What you need to do
• 1. In the text on the 2004 NCAA Division I baseball season, which team did Cal State Fullerton beat in the championship series?
• 2. Copy the part of the text on the 2004 baseball season that begins at the words "New programs" and stops after "varsity athletics program.", swapping "Dallas Baptist" for "Northern Iowa".

Given text
══════

The 2004 NCAA Division I baseball season, play of college baseball in the United States organized by the National Collegiate Athletic Association (NCAA) at the Division I level, began on January 16, 2004.  The season progressed through the regular season, many conference tournaments and championship series, and concluded with the 2004 NCAA Division I baseball tournament and 2004 College World Series.  The College World Series, which consisted of the eight remaining teams in the NCAA tournament, was held in its annual location of Omaha, Nebraska, at Rosenblatt Stadium.  It concluded on June 27, 2004, with the final game of the best of three championship series.  Cal State Fullerton defeated Texas two games to none to claim its fourth championship.

Realignment

New programs
Three programs joined Division I for the 2004 season.  Dallas Baptist and Northern Colorado joined from Division II, while Utah Valley joined from the NJCAA.

Dropped programs
Two programs left Division I prior to the start of the season– Drexel, which dropped its varsity baseball program, and Morris Brown, which discontinued its varsity athletics program.

══════

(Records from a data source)
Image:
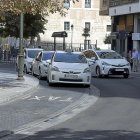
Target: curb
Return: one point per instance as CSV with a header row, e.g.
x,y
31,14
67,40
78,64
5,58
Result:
x,y
67,113
7,95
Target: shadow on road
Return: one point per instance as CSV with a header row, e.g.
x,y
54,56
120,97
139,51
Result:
x,y
67,134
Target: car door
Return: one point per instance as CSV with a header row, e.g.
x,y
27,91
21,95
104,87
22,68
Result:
x,y
92,58
36,63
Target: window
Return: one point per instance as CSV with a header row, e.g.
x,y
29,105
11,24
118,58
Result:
x,y
87,3
87,25
108,28
66,26
66,4
104,3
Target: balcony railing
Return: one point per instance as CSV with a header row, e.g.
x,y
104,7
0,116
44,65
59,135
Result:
x,y
113,3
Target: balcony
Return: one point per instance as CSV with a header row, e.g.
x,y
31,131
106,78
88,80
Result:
x,y
114,3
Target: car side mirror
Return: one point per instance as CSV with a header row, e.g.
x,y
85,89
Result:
x,y
93,58
37,59
48,61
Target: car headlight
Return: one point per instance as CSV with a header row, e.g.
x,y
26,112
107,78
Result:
x,y
86,70
106,64
45,65
54,69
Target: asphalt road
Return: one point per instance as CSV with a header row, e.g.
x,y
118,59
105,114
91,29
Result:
x,y
42,105
115,115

══════

Solutions to the tasks
• 1. Texas, two games to none.

• 2.
New programs
Three programs joined Division I for the 2004 season.  Northern Iowa and Northern Colorado joined from Division II, while Utah Valley joined from the NJCAA.

Dropped programs
Two programs left Division I prior to the start of the season– Drexel, which dropped its varsity baseball program, and Morris Brown, which discontinued its varsity athletics program.